#### Task statement
Can you find every line in the listing below that contains the string "cake" and copy each one? Case counts, so match uppercase and lowercase precisely.

[start Listed entries]

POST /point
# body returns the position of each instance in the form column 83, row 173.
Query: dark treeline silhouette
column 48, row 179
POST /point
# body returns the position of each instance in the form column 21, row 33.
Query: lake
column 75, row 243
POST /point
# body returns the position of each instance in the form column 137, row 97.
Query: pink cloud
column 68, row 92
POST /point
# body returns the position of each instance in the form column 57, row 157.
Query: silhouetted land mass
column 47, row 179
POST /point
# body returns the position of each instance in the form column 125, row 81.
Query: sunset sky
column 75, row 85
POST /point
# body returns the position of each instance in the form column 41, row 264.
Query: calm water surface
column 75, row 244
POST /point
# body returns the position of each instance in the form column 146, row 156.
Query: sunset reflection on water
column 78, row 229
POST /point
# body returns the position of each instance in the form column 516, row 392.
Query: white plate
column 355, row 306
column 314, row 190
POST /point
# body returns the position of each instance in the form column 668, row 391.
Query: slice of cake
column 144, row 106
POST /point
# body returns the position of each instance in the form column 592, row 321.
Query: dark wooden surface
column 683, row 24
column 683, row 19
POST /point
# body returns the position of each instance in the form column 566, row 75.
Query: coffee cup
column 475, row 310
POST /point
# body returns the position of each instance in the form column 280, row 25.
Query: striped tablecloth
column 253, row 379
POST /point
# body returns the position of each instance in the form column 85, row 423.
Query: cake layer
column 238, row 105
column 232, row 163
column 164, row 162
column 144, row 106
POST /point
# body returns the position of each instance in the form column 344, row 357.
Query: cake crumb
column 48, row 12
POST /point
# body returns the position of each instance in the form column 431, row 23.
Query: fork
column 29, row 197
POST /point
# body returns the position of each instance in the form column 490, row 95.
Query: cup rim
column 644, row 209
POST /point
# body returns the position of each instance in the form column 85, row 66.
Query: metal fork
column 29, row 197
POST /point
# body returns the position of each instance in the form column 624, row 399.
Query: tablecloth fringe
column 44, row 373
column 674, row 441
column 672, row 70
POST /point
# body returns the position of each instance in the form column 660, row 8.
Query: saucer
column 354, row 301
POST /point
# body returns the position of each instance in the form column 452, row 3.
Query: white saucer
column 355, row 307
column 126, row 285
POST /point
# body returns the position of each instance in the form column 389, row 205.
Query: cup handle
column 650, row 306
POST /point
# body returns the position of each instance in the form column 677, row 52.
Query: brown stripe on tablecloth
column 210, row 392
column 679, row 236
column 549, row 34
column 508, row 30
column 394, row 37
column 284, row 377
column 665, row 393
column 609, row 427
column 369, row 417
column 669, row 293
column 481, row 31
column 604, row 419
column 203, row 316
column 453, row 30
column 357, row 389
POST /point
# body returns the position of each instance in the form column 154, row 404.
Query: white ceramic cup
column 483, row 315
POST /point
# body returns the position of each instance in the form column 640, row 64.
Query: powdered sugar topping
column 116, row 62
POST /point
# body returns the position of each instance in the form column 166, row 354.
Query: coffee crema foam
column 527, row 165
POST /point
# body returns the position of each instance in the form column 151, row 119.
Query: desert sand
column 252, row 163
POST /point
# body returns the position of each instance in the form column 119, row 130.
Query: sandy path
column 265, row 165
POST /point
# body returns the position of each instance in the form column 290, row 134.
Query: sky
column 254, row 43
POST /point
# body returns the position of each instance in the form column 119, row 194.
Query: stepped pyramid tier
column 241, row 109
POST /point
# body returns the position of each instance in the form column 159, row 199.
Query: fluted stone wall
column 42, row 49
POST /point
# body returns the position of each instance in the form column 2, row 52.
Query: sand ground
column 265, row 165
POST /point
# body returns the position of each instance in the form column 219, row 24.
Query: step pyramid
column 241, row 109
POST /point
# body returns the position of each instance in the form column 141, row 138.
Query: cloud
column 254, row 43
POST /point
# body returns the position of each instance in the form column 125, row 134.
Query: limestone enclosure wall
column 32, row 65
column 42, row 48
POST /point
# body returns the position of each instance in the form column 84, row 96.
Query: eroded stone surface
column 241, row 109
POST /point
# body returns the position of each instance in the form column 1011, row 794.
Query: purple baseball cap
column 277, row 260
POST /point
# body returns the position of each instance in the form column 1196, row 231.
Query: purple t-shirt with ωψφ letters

[end Listed entries]

#### The completed task
Query: slice of cake
Query: cake layer
Query: cake crumb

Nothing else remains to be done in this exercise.